:: Input data

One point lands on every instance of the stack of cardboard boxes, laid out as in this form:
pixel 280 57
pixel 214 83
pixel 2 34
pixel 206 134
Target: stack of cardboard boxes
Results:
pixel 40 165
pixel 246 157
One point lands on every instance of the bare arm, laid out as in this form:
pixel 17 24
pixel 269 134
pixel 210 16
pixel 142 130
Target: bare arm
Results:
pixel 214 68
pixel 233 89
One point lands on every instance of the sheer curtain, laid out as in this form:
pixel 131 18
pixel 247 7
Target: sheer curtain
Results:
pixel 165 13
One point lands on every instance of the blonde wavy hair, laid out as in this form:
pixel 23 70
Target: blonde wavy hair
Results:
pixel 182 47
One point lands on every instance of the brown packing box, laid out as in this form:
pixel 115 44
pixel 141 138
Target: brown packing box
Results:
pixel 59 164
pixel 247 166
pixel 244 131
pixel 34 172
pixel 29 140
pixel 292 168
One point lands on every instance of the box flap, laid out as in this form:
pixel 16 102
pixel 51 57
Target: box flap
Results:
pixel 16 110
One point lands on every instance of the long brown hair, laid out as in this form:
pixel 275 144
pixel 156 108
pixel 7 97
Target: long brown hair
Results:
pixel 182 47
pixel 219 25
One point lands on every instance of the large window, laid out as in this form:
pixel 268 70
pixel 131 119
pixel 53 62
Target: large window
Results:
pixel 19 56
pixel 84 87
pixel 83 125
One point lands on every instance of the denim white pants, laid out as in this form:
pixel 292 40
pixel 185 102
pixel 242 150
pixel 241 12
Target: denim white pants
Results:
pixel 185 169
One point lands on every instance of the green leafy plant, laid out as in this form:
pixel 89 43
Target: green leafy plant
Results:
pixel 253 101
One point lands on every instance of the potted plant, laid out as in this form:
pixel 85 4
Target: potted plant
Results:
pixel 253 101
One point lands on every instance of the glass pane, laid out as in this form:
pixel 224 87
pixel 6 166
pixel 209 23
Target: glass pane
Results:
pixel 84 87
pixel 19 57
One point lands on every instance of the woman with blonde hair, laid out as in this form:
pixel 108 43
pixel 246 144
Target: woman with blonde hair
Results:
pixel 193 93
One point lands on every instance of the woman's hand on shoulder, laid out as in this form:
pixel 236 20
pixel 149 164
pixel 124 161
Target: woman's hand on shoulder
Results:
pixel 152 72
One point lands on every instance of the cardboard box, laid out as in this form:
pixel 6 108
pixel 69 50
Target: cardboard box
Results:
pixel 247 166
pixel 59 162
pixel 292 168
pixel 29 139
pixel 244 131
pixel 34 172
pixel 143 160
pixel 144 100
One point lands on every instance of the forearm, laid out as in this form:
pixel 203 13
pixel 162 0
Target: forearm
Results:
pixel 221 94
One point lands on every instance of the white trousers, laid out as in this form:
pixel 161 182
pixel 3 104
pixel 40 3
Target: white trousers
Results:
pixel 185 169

::::

Task to carry out:
Write out all records exactly, keeping every detail.

Reply to the task:
One point lands on every instance of the stack of cardboard boxes, laid out as in this form:
pixel 280 57
pixel 214 83
pixel 2 34
pixel 206 134
Target: stack of cardboard boxes
Results:
pixel 40 165
pixel 246 157
One point lands on every instance of the bare arm, laid out as in this form:
pixel 17 24
pixel 269 134
pixel 210 16
pixel 142 130
Target: bare arm
Results:
pixel 214 68
pixel 233 89
One point lands on every instance of the sheer curtain, laid out as in this form:
pixel 131 18
pixel 247 7
Target: sheer curtain
Results:
pixel 165 13
One point lands on every instance of the blonde wavy hair, laid out as in this form:
pixel 23 70
Target: blonde wavy hair
Results:
pixel 182 47
One point lands on every instance of the brown packing box, laid out as in this form:
pixel 115 44
pixel 141 138
Target: brown packing box
Results:
pixel 59 164
pixel 247 166
pixel 244 131
pixel 34 172
pixel 29 140
pixel 292 168
One point lands on every instance of the box flap, laid out as in this form:
pixel 16 102
pixel 51 57
Target: box flap
Results:
pixel 16 110
One point lands on every instance of the long brown hair, laid out as in this form:
pixel 275 144
pixel 156 108
pixel 7 97
Target: long brown hair
Results:
pixel 182 47
pixel 219 25
One point lands on every instance of the large window, laid out as in this form:
pixel 268 70
pixel 131 119
pixel 53 62
Target: large window
Results:
pixel 19 56
pixel 84 87
pixel 83 125
One point lands on every instance of the denim white pants, laid out as in this form:
pixel 292 40
pixel 185 102
pixel 242 150
pixel 241 12
Target: denim white pants
Results:
pixel 185 169
One point lands on every instance of the green leafy plant, laid out as in this form:
pixel 89 43
Target: green leafy plant
Results:
pixel 253 101
One point lands on every instance of the potted plant, laid out as in this form:
pixel 85 4
Target: potted plant
Results:
pixel 253 101
One point lands on every instance of the glass pane, laid out as in this form:
pixel 224 87
pixel 6 166
pixel 209 23
Target: glass pane
Results:
pixel 84 87
pixel 19 57
One point lands on every instance of the woman with blonde hair, laid out as in this form:
pixel 108 43
pixel 246 144
Target: woman with blonde hair
Results:
pixel 193 93
One point lands on every instance of the woman's hand on shoulder, laid out as in this form:
pixel 236 20
pixel 149 164
pixel 124 161
Target: woman's hand on shoulder
Results:
pixel 152 72
One point lands on every instance of the cardboard box, laid out as in this form:
pixel 6 108
pixel 69 50
Target: cardboard box
Results:
pixel 247 166
pixel 59 162
pixel 292 168
pixel 29 139
pixel 244 131
pixel 34 172
pixel 143 160
pixel 144 100
One point lands on every instance of the forearm, laid out as in this form:
pixel 203 13
pixel 162 0
Target: forearm
Results:
pixel 221 94
One point lands on every instance of the white trousers, laid out as in this form:
pixel 161 182
pixel 3 104
pixel 40 3
Target: white trousers
Results:
pixel 185 169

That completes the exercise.